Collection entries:
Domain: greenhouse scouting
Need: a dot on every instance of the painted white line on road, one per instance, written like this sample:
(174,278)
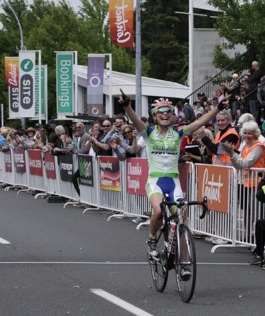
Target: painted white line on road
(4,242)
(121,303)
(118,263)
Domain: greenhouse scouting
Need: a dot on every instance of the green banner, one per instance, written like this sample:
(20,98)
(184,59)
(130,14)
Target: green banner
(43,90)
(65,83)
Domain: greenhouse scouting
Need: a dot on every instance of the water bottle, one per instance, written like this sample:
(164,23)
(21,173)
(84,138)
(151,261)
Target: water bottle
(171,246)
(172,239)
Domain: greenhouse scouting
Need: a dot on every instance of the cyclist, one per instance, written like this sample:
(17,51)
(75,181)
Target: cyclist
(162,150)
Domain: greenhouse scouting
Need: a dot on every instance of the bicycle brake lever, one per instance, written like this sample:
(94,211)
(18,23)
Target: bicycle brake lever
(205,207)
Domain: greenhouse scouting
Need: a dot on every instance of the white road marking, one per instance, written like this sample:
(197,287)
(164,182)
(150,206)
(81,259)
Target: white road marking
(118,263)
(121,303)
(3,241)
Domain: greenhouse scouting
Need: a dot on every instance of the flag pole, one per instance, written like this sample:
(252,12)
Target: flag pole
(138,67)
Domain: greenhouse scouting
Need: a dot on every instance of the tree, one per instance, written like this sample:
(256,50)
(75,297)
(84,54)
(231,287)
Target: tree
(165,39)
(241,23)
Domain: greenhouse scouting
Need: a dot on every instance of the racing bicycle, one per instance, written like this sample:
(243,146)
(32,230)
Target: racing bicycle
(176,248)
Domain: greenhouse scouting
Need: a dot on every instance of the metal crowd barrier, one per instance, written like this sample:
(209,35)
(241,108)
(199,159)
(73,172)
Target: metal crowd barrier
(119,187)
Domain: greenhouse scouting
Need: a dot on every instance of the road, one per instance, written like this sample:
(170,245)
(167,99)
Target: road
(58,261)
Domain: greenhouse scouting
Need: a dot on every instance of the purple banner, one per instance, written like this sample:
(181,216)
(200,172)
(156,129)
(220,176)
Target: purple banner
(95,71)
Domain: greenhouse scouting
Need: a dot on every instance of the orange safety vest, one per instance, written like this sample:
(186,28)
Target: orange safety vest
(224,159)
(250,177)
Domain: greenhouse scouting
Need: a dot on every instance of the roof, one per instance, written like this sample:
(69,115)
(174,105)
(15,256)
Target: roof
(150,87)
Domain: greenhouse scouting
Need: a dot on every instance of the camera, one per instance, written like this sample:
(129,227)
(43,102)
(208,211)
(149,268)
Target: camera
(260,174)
---
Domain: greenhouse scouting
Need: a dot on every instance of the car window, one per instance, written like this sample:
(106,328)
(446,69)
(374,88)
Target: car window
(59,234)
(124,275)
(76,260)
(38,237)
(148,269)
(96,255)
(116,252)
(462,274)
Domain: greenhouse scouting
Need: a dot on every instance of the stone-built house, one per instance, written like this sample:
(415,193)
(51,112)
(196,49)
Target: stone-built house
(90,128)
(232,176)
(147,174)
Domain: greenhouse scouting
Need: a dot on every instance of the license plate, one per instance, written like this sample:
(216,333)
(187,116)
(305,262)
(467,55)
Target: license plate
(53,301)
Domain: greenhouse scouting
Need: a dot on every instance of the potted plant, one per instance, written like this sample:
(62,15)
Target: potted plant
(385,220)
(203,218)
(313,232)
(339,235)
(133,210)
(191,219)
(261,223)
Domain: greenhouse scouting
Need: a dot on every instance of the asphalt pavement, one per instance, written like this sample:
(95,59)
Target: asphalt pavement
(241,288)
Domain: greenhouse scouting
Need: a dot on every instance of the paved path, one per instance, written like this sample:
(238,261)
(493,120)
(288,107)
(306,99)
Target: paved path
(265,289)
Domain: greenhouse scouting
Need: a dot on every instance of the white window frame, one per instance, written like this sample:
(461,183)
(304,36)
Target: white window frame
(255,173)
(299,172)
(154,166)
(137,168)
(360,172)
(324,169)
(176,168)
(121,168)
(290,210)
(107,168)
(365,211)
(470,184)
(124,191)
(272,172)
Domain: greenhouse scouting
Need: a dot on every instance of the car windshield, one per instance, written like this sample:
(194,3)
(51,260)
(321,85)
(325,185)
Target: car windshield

**TASK BRIEF**
Which lines of the material contain the string "built"? Extract every such line, matching case exactly.

**FINAL ANSWER**
Need: a dot on every instance of the stone-built house, one per instance, written like this sample:
Target: stone-built house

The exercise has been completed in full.